_EXERCISE INSTRUCTIONS_
Each record that follows should be repeated exactly, minus any images.

*** RECORDS SHOWN Section Begins ***

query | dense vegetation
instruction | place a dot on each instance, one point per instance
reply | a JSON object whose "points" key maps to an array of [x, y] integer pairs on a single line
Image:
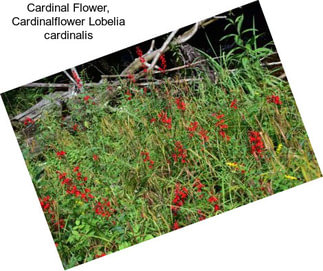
{"points": [[163, 157]]}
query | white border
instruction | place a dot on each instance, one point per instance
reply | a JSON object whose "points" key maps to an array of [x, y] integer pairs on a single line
{"points": [[282, 232]]}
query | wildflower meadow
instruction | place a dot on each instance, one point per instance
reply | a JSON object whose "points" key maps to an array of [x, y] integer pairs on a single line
{"points": [[156, 158]]}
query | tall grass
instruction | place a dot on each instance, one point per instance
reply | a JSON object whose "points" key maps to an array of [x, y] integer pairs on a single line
{"points": [[110, 141]]}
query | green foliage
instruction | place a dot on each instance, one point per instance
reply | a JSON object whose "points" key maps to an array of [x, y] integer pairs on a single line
{"points": [[110, 139]]}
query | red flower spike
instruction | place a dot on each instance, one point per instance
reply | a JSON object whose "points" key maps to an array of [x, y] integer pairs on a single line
{"points": [[274, 99], [212, 199], [234, 104], [257, 145], [176, 225], [60, 154], [28, 121]]}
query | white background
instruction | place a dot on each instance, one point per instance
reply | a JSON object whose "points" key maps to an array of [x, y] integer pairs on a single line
{"points": [[282, 232]]}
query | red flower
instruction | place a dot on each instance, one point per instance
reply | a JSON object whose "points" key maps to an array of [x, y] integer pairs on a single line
{"points": [[203, 135], [257, 145], [180, 152], [104, 208], [163, 63], [274, 99], [146, 158], [216, 208], [197, 183], [202, 216], [60, 154], [164, 119], [28, 121], [234, 104], [132, 78], [176, 225], [180, 104], [212, 199], [95, 157], [77, 79], [128, 93], [87, 98]]}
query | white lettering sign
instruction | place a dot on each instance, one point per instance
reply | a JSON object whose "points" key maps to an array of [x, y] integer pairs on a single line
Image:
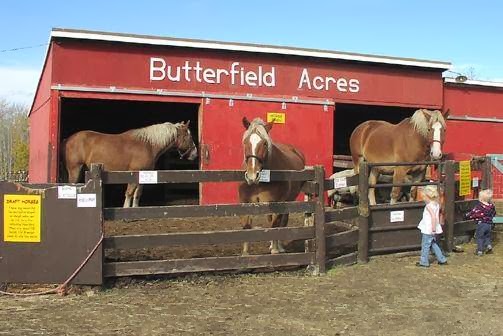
{"points": [[244, 75], [147, 177], [328, 83], [396, 216], [86, 201], [265, 175], [188, 72], [67, 192]]}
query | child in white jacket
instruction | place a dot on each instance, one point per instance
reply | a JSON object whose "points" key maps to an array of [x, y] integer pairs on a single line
{"points": [[430, 227]]}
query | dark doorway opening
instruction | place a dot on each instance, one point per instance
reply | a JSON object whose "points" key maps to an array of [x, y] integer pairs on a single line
{"points": [[349, 116]]}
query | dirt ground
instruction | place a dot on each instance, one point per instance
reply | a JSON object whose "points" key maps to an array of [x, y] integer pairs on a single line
{"points": [[387, 296]]}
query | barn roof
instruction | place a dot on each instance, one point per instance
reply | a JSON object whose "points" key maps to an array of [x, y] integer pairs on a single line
{"points": [[244, 47]]}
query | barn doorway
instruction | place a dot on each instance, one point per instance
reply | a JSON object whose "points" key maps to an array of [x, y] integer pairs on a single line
{"points": [[348, 116], [115, 116]]}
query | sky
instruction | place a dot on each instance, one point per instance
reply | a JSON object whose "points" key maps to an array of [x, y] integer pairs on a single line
{"points": [[466, 33]]}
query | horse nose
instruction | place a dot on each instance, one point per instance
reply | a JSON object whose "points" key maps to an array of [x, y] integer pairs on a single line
{"points": [[435, 155]]}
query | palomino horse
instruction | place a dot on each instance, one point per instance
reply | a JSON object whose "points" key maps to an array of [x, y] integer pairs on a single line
{"points": [[136, 149], [260, 152], [414, 139]]}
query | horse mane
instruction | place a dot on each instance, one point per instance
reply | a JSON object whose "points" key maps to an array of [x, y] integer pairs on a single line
{"points": [[161, 135], [258, 125], [421, 123]]}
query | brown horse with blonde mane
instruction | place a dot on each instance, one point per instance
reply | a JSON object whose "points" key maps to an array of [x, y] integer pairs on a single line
{"points": [[414, 139], [260, 152], [136, 149]]}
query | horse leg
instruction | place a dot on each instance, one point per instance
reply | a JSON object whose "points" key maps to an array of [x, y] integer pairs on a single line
{"points": [[137, 195], [73, 172], [283, 223], [246, 224], [372, 180], [130, 190], [398, 177], [276, 221]]}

*** RECORDS SHOWN Section Ends ***

_RESPONSE BOX_
query | dense vegetation
instruction | place a dot on each instance, one point per instance
reply | a JSON object whose "points" key maps to an array of [x, y] integer pairs on a single line
Image:
{"points": [[163, 157]]}
query | white border
instruction | place a dot on each instance, one point per instance
reply | a JSON object whose "points" key maps to an array of [x, y] integer pairs on a single line
{"points": [[282, 232]]}
query | wildflower meadow
instruction | place a dot on each instance, one point per instance
reply | a JSON object whose "points" key maps to an array of [x, y] integer pairs on a single line
{"points": [[156, 158]]}
query | tall grass
instruction | place a dot on each instance, one point per instance
reply | a JSON object whose "points" key maps to an array of [x, y] integer pairs on a single line
{"points": [[110, 141]]}
query | green foliage
instruction | place a dot on each instance, one point per instance
reply | a JSON object whose "points" key maps to an array of [x, y] integer pairs on a single line
{"points": [[110, 139]]}
query | red flower spike
instruction | place a dot on each instance, one point per instance
reply | a JSON object whose "points" key maps to an array of [x, y] integer pairs on a single line
{"points": [[274, 99], [212, 199], [234, 104], [257, 145], [176, 225], [60, 154], [28, 121]]}
query | white background
instruction | place a dot on each instance, one point per instance
reply | a JSON object whose "points" key maps to an array of [x, y] integer pairs on a single line
{"points": [[282, 232]]}
query | red flower
instruction | place a dot on each instance, one point per instance
reply | a JSON object whose "points" key maps to an array of [x, y] integer pairs on a single line
{"points": [[203, 135], [257, 145], [180, 152], [104, 208], [163, 63], [274, 99], [146, 158], [216, 208], [197, 183], [202, 216], [60, 154], [164, 119], [28, 121], [234, 104], [132, 78], [176, 225], [180, 104], [212, 199], [95, 157], [77, 79], [128, 93], [87, 98]]}
query | white lettering sign
instruction | place a dot on each instance, one point per instance
reply | a JSON object whose "points" key maps to an array of [x, y] integer pairs on a single line
Image:
{"points": [[244, 75], [147, 177], [328, 83], [396, 216], [86, 201], [265, 175], [188, 72], [67, 192]]}
query | child in white jacket
instruction | place a dot on each instance, one point per instance
reply | a JSON object whose "points" key maps to an array of [x, y] integer pairs on a single line
{"points": [[430, 227]]}
query | dark doorway opening
instruction | place a dot on each instance, one point per instance
reply | a JSON object whose "points" key maps to an array of [x, y] integer pairs on a single line
{"points": [[349, 116]]}
query | dirt ground
instruction | place a dot on each instance, one point per instance
reply | a JSON object whose "points" key maps to an array of [x, y] integer pairs on a single line
{"points": [[387, 296]]}
query | barn roof
instruction | place a dot on each instance, one point per instance
reply | a JSON object whose "points" key maps to an array of [x, y] integer pairs on a single line
{"points": [[244, 47]]}
query | barn doorway
instruction | place a dot on each instance, one point per instance
reply | a JSON object whose "points" key maps to an array of [x, y] integer pairs on a single line
{"points": [[348, 116], [115, 116]]}
query | sky
instruction | place a dot on each instance, one point per instance
reply | a JSON object whose "points" key maps to an array of [x, y] integer pairs on a single line
{"points": [[466, 33]]}
query | horse nose
instruction | place a dot on each instance, one point per instance
reply | a JSON object whose "points" key maps to an array of [x, y] integer pairs on a single line
{"points": [[435, 155]]}
query | palomino horse
instruction | place a dot on each instance, one point per instance
reply | a JSON object whose "points" key maps to an array of [x, y] integer pairs on a single line
{"points": [[136, 149], [260, 152], [414, 139]]}
query | horse mane
instruction | place a dot on each instance, one point per instance
reply | a JSON object whose "points" key maps to an array of [x, y] integer pairs on a single line
{"points": [[161, 135], [258, 125], [421, 123]]}
query | brown horse with blonde mane
instruction | place a dot on each instance, one point per instance
reply | a JSON object whose "points" key maps to an array of [x, y] integer pairs on a single line
{"points": [[414, 139], [260, 152], [136, 149]]}
query | horse leg
instruction | place a dot on each instance, one point per instance
reply | a JSON object whose "points" key maps to an array of [x, y] integer pairs on a single line
{"points": [[137, 195], [73, 172], [283, 223], [246, 224], [372, 180], [130, 190], [398, 177], [276, 221]]}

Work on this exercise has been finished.